# START OF Selected passage

Infrastructure for a Bibliographic Network
In the quarter of a century that Index Data has been providing software solutions to libraries, one of the most common tasks we are asked to do is aggregate the holdings of groups of libraries, and among our bag of tricks is software that builds unified catalogs (Zebra) and federated search catalogs (MasterKey). As is always the case, the progress of technology means that what was new and innovative yesterday is necessary and
The use cases for a Bibliographic Network are varied. Some are looking for a mechanism to pool the records from consortia members so those records can be inserted into a member library’s self-hosted discovery layer as options presented to a patron for requesting. Others want to replace a consortium’s staff-mediated ILL system with a patron-initiated request and delivery system. Another group of libraries wants quick access to the collection retention decisions of peer libraries. Each of these cases presumes the existence of a shared index. And in maintaining a shared index recognizing that not everyone will arrive there at the same time, and that multiple parallel models, data formats, and systems will continue to exist, perhaps indefinitely.
As we have been thinking about this at Index Data, we designed a software system that can be deployed by any library, organization, or company to build an aggregation of metadata spanning an arbitrary group of member libraries. It can also be used to further share this metadata and create aggregations across consortia and group memberships, thus advancing experimentation already underway in the library community. Called the “Bibliographic Network”, the software system provides the means to build indexes as needed as well as to publish, in flat files or through linked data mechanisms, sets of bibliographic and authority data at any point in the network.
For the purpose of this discussion, we view the space that we are modeling as the curation and sharing of bibliographic metadata in terms of entities such as titles and authors. The BIBFRAME model provides a convenient set of entities that map well to traditional bibliographic description: Works, Instances (i.e. editions, different formats), Items (physical, identifiable objects), Agents, Subjects, and Events. In practice, metadata about these entities can be exchanged using different mechanisms such as MARC file batch load, publishing BIBFRAME entities on the web, or through schema.org statements. Conceptually, we are looking to create software to help with the curation (and indexing!) of these entities. Crosswalks and mappings to and from different representations will be required to support different use cases, but we are not in most of this document making assumptions about how the data might be stored and managed.
When thinking about the bibliographic ecosystem – and in particular a move towards a linked data ecosystem where maximum re-use of once-published entities is desirable (as opposed to each library copying and re-publishing all of the same bibliographic statements) – it is tempting to seek an ordered universe of actors with discretely scoped responsibilities:
In such a model, national libraries might be responsible for cataloging their national bibliography (all original publications in that country), while libraries might fill in the gaps through original cataloging and consortia might serve to aggregate and consolidate metadata across member libraries. In a perfectly organized universe, no title would be redundantly (copy) cataloged, and everyone would share the same universe of bibliographic metadata, with clear responsibilities and chains of provenance for individual bibliographic statements. Holdings information might be aggregated at any level, i.e. consortia might wish to aggregate detailed holdings information about member libraries. National or international utilities and agencies might choose to focus on metadata and not address holdings information.

# END OF Selected passage
# START OF Material provided

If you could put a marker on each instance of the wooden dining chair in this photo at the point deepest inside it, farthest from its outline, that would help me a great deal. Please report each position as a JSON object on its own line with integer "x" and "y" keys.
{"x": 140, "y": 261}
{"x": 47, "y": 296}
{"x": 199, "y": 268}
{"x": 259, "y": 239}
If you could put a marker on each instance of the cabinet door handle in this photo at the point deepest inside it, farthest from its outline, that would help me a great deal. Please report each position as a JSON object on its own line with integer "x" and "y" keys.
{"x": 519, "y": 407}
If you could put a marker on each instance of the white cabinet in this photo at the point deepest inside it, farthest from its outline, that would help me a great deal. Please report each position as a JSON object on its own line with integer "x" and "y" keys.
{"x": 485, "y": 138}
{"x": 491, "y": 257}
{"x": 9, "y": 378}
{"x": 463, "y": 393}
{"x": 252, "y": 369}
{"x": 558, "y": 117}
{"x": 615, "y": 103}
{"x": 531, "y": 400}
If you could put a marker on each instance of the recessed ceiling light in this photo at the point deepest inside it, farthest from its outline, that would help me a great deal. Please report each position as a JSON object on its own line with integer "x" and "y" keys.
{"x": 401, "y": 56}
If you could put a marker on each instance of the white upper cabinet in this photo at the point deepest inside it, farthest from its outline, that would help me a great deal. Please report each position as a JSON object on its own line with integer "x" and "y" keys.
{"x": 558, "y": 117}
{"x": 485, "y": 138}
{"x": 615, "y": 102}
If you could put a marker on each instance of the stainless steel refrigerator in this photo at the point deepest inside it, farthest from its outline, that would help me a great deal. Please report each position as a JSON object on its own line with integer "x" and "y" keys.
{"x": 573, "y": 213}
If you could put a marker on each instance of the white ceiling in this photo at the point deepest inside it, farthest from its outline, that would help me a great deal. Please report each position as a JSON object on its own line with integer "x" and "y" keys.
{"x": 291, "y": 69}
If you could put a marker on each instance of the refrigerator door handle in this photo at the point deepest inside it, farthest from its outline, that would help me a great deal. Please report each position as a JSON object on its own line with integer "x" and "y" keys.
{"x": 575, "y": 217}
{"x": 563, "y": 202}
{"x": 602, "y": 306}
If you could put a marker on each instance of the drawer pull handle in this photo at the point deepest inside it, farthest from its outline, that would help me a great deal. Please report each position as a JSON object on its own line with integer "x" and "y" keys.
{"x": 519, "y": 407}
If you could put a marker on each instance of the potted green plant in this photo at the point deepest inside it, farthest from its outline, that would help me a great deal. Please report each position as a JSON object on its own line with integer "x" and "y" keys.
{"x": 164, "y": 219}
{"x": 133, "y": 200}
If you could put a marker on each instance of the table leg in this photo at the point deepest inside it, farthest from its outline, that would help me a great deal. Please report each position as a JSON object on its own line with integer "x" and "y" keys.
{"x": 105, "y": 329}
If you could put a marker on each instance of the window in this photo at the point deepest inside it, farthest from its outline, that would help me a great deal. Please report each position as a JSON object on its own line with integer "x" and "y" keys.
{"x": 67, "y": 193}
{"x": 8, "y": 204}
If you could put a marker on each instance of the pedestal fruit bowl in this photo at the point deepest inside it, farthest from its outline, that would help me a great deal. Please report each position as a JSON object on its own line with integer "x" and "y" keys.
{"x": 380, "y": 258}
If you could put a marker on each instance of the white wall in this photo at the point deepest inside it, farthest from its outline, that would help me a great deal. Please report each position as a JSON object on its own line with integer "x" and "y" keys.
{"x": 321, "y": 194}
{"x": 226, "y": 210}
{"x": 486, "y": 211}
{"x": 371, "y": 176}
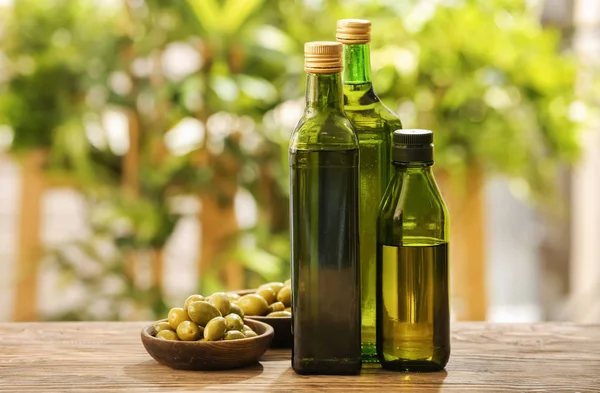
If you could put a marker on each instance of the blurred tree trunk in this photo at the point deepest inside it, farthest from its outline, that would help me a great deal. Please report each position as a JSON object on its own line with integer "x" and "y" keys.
{"x": 468, "y": 290}
{"x": 219, "y": 226}
{"x": 28, "y": 236}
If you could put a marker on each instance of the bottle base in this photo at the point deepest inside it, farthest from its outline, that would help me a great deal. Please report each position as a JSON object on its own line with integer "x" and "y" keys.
{"x": 412, "y": 365}
{"x": 369, "y": 354}
{"x": 344, "y": 366}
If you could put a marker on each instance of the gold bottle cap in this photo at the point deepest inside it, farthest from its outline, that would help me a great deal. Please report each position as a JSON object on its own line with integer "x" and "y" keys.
{"x": 353, "y": 31}
{"x": 322, "y": 57}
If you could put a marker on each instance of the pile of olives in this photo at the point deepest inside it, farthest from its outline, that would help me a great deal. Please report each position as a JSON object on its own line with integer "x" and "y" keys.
{"x": 270, "y": 300}
{"x": 213, "y": 318}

# END OF Material provided

Continue the text on infrastructure for a bibliographic network from the point where it stops.

_The result_.
In the real world, though, such a state is practically unattainable, and the path towards even a partial realization is unclear:
- Different national libraries have vastly different mandates and resources and organizations are rarely limited to a single role or a single set of clearly defined relationships.
- National and state libraries are working libraries, as well as serving the role of utilities for other libraries.
- Libraries frequently belong to more than one consortium.
The potential for confusion and inefficiency is high, especially since today these roles are poorly defined and existing software systems do not support them well.
However, we believe that it is possible to create a set of software and services that can support the concrete needs of today, while also carving an easier path towards a more efficient organization of the work of curating our bibliographic universe.
Bibliographic Ecosystem as a Network
As suggested above, a simple hierarchical, tree-structured view of the library universe breaks down because libraries often play more than one role. We propose to model the ecosystem instead as a set of nodes in a graph or network, with each node corresponding to a library or organization, and the edges corresponding to relationships between libraries determined by functional roles. We propose the following as a starting point for a set of roles germane to the collective maintenance of bibliographic metadata:
- Contribute: A library (or other organization) engages in original cataloging, creating new entities when suitable ones cannot be identified in the network.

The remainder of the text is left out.